• [Short exercise 1] Pull out every line of the entries that contains the word "utility".

• [Text block]
▬▬▬

How to reduce the effects of climate change on girls
Protect girls’ education
Education is crucial in building the knowledge, skills and behaviours that girls need to adapt to climate change. Research shows education is more important than economic growth in preventing deaths from disasters. In addition, it supports girls to be responsible for the environment and active in leading on these issues in their communities.
Provide equal economic opportunities
To limit global warming, economies must become carbon-free and sustainable. Girls and women should lead the transition to a sustainable economy. This has the dual purpose of challenging stereotypes that dictate which jobs are suitable for women.
Support girls’ leadership
There is an urgent need for more gender-balanced leadership in climate policy and decision-making. This will ensure investment and action recognises and addresses the specific impacts on girls’ rights.
What do governments need to do?
Currently 185 countries have agreed to limit temperature rises to 2 degrees Celsius. However, over half of their national strategies do not include any mention of gender.
National climate strategies inadequately respond to the specific risks and inequalities faced by girls, but they can be a pathway to greater equality.
For example, tackling increased urbanisation and pressure on public services can create opportunities to make services safe for girls and improve access to them.
Countries must not only be held to account for the pledges they have made, but they must recognise how girls are disproportionately affected by climate change. In addition, girls should play an active role in creating, implementing and monitoring these strategies.
What is Plan International’s approach?
We support children to understand climate change, its impacts and how they can adapt. Through our work we also encourage children to take the lead on climate change issues and adaptation in their countries and communities.
For every additional year of schooling a girl receives, her country’s resilience to climate disasters improves.
Climate solutions must push gender equality forwards, not backwards.
Extreme weather events and impacts are expected to push 100 million people back into poverty by 2030.
By 2050 climate change will create up to 86 million additional migrants in sub-Saharan Africa, 40 million in South Asia and 17 million in Latin America.

▬▬▬

• [Exercise data]
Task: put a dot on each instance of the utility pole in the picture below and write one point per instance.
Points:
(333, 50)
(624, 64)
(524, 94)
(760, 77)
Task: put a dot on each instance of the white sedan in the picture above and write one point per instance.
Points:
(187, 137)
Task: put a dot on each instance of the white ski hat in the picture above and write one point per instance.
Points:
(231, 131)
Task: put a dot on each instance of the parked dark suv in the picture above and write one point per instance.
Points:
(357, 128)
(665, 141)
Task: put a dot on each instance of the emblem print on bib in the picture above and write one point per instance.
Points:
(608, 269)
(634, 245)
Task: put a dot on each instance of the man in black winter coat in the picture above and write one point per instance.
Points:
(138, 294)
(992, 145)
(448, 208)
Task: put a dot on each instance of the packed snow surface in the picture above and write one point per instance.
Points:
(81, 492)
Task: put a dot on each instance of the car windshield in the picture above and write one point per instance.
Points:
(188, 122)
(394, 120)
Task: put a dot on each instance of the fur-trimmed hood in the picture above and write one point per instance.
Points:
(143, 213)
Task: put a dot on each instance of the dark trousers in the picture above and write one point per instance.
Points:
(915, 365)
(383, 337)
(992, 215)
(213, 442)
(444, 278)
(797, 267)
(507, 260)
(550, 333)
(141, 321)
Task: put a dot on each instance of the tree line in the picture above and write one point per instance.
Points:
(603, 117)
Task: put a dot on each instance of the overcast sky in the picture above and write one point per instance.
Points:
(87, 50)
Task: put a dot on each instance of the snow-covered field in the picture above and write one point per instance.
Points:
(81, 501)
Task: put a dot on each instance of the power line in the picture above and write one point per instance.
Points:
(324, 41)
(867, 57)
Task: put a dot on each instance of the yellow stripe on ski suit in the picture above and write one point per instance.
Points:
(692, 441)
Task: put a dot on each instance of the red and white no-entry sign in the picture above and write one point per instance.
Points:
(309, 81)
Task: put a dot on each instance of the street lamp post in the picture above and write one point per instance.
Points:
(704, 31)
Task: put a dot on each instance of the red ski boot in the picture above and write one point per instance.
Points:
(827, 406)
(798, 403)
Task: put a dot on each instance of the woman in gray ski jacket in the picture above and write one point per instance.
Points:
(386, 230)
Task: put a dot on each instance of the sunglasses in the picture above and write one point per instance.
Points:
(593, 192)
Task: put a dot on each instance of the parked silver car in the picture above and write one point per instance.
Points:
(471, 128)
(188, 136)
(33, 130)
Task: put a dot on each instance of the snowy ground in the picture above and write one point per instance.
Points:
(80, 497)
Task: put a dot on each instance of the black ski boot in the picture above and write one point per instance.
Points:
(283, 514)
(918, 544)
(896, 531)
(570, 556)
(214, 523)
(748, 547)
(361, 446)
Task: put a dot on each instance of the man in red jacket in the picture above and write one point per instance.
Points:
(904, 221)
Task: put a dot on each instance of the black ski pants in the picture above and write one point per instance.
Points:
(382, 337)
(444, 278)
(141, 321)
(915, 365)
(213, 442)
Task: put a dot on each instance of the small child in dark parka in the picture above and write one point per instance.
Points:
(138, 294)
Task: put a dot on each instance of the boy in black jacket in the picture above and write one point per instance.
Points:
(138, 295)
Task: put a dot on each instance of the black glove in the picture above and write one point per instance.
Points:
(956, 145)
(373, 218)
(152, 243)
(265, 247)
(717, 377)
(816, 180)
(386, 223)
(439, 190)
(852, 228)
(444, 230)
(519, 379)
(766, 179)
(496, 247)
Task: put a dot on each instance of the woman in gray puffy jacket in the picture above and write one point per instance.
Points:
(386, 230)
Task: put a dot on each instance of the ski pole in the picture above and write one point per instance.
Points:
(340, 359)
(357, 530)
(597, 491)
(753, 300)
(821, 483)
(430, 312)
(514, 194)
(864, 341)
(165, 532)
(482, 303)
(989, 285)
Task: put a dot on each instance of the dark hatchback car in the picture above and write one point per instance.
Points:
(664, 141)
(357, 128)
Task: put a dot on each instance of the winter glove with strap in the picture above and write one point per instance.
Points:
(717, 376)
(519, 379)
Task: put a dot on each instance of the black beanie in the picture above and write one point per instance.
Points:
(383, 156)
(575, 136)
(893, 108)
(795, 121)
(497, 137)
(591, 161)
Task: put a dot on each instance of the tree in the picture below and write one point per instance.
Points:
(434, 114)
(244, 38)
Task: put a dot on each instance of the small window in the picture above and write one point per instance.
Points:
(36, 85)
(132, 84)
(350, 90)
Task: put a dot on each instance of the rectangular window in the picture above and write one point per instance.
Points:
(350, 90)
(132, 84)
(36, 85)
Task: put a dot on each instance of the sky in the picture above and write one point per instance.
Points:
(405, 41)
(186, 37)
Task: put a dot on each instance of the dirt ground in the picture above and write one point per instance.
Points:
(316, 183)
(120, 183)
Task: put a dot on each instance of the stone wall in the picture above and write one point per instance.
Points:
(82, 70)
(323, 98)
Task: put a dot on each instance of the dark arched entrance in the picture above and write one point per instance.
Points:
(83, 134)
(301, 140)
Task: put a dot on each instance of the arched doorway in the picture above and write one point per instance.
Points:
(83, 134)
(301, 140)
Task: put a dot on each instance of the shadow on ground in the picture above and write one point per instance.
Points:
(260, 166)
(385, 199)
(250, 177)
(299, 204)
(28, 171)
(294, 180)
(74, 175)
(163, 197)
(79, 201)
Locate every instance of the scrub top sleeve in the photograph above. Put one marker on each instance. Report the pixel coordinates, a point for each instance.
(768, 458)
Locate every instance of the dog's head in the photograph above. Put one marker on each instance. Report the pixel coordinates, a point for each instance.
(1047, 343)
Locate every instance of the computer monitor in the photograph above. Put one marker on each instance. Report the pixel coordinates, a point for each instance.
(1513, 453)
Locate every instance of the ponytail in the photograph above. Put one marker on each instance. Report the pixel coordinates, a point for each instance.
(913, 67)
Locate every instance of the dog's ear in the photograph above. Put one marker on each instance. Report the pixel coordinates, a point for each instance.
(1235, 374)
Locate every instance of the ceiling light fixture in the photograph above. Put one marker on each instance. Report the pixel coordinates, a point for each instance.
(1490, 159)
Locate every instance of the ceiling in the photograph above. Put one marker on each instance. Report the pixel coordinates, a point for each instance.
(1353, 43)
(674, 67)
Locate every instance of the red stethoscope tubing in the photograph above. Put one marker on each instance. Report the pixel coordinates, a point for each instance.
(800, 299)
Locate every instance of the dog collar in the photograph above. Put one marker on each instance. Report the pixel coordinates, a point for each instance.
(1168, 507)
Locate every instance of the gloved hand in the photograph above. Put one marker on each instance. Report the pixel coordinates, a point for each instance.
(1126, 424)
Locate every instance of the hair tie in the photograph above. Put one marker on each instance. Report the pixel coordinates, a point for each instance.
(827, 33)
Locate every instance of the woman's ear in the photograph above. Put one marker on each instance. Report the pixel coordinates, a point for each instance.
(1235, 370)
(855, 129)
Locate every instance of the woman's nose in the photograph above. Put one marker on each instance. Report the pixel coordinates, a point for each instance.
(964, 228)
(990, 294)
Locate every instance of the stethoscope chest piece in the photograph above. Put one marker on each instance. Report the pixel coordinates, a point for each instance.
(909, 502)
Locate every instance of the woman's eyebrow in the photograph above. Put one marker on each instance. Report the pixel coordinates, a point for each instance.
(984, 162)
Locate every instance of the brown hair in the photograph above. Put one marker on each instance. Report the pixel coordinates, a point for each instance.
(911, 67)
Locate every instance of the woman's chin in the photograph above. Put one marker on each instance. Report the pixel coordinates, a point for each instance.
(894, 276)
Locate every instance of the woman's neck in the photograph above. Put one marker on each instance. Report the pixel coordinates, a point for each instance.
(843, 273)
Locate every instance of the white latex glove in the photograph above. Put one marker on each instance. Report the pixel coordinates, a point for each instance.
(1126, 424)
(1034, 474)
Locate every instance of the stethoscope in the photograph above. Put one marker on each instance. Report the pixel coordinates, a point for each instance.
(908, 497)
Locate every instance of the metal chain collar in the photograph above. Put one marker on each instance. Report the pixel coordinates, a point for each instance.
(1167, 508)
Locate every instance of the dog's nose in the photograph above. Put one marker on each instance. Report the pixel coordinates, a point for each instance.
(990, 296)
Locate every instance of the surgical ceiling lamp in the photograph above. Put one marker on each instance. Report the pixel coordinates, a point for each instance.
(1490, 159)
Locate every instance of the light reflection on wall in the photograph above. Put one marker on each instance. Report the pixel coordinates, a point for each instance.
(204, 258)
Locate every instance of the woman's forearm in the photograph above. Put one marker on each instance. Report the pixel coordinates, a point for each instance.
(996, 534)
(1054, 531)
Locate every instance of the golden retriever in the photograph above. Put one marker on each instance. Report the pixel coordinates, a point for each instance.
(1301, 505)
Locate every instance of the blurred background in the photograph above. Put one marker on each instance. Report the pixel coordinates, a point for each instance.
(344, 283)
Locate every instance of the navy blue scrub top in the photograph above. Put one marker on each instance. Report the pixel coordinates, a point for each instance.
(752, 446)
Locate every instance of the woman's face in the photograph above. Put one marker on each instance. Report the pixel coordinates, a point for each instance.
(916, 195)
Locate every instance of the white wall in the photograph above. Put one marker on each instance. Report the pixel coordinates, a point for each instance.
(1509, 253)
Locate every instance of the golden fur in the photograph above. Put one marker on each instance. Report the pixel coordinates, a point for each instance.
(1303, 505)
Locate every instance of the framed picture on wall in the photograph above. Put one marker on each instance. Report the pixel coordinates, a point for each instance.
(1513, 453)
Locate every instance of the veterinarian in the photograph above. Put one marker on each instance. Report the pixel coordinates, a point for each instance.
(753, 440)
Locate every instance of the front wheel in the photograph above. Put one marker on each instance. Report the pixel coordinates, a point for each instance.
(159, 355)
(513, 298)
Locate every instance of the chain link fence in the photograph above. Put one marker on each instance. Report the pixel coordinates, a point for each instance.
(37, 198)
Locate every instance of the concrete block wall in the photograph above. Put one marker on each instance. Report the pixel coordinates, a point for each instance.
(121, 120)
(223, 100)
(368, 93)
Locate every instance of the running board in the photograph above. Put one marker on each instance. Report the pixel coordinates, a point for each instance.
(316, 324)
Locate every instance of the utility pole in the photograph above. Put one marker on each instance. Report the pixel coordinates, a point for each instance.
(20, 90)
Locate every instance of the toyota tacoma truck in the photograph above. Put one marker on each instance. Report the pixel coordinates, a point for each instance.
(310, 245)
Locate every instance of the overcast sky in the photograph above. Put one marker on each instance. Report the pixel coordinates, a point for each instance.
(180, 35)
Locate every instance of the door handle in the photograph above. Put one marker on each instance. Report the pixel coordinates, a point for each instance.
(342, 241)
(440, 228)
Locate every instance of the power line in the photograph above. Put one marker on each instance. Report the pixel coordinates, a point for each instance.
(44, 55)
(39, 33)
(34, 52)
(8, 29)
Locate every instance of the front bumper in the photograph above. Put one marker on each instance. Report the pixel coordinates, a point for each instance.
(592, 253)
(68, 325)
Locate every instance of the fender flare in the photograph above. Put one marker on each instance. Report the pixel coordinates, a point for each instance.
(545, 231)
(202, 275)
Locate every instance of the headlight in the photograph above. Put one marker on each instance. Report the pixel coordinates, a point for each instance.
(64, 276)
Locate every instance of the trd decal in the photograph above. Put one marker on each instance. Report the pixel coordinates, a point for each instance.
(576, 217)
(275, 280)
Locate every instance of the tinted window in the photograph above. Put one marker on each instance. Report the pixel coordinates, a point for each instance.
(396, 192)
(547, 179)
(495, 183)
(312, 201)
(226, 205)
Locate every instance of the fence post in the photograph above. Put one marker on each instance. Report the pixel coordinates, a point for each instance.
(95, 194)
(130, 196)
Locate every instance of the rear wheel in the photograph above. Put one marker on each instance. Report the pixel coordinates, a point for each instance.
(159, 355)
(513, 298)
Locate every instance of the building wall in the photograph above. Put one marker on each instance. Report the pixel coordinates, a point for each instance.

▬▬▬

• [Short exercise 2] In the text on climate change and girls, why is more gender-balanced leadership in climate policy and decision-making needed? Answer in one to three sentences.

• [Task answer 1]
Task: put a dot on each instance of the utility pole in the picture below and write one point per instance.
Locate every instance of the utility pole in the photograph above. Put one marker on each instance. Report the pixel coordinates, a point for each instance.

• [Task answer 2] More gender-balanced leadership would ensure that investment and action recognize and address the specific impacts on girls' rights.